Material provided START

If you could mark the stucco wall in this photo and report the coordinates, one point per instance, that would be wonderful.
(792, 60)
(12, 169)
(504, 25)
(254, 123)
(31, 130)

Material provided END

When you restate the listing, keep each line identical to the original.

If you could mark the stucco wall in this photo and report the coordinates, one point per instance, that would be wonderful.
(792, 60)
(12, 169)
(504, 25)
(254, 123)
(31, 130)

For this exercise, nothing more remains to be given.